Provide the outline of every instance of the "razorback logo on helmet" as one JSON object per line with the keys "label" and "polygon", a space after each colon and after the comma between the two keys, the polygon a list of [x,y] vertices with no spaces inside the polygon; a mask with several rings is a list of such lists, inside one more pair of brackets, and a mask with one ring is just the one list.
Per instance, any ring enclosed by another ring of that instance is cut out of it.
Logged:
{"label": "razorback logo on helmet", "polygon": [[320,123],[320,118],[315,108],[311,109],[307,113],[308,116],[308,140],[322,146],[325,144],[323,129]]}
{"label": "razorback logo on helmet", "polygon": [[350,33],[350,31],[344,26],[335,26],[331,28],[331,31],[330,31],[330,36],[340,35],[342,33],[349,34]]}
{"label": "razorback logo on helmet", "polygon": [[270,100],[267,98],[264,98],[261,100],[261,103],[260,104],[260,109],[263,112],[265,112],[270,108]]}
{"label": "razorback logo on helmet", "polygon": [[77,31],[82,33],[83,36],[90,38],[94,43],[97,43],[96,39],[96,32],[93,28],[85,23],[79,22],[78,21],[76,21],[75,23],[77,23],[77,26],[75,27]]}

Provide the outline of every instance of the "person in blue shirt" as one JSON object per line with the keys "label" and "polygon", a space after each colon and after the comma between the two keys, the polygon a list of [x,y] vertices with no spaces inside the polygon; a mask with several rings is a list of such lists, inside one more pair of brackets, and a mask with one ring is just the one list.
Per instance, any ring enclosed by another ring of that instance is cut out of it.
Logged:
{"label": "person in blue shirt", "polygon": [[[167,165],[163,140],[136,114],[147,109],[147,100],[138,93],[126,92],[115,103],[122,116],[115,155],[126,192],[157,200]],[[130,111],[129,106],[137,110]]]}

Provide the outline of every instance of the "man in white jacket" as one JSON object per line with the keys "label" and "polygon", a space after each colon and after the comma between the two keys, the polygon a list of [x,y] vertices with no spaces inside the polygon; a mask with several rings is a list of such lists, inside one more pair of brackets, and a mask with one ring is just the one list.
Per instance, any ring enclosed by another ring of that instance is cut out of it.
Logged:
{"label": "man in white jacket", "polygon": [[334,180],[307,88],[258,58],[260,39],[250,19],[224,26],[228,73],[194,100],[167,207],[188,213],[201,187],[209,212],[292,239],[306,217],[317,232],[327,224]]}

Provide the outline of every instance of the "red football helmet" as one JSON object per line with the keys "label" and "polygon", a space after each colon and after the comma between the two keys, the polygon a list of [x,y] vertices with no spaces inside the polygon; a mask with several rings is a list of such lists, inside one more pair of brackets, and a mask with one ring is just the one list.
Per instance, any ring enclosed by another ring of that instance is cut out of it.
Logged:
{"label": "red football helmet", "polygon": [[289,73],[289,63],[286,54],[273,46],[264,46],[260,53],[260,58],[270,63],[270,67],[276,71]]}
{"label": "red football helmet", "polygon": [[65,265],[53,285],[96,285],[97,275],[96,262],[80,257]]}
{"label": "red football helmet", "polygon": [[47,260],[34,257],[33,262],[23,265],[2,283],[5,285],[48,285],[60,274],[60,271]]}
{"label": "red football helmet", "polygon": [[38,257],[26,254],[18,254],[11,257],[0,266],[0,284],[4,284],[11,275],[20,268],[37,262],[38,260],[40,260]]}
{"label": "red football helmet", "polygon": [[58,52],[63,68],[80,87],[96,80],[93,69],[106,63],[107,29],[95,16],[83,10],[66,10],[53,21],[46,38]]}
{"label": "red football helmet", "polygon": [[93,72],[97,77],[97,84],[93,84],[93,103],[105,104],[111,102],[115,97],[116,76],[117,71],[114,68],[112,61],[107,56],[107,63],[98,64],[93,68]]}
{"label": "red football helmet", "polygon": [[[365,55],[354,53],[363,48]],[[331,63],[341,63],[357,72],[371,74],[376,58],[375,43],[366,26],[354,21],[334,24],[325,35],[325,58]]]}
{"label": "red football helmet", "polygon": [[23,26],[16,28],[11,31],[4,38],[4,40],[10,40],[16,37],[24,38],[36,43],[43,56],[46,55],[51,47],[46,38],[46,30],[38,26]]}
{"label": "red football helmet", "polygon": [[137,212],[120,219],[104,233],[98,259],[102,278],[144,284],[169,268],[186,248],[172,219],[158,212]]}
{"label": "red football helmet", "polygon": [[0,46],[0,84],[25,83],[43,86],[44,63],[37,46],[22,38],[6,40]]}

__Problem statement__
Give only the number of lines in the records above that contain the string "shirt", counting a match only when its case is the same.

__Full response__
2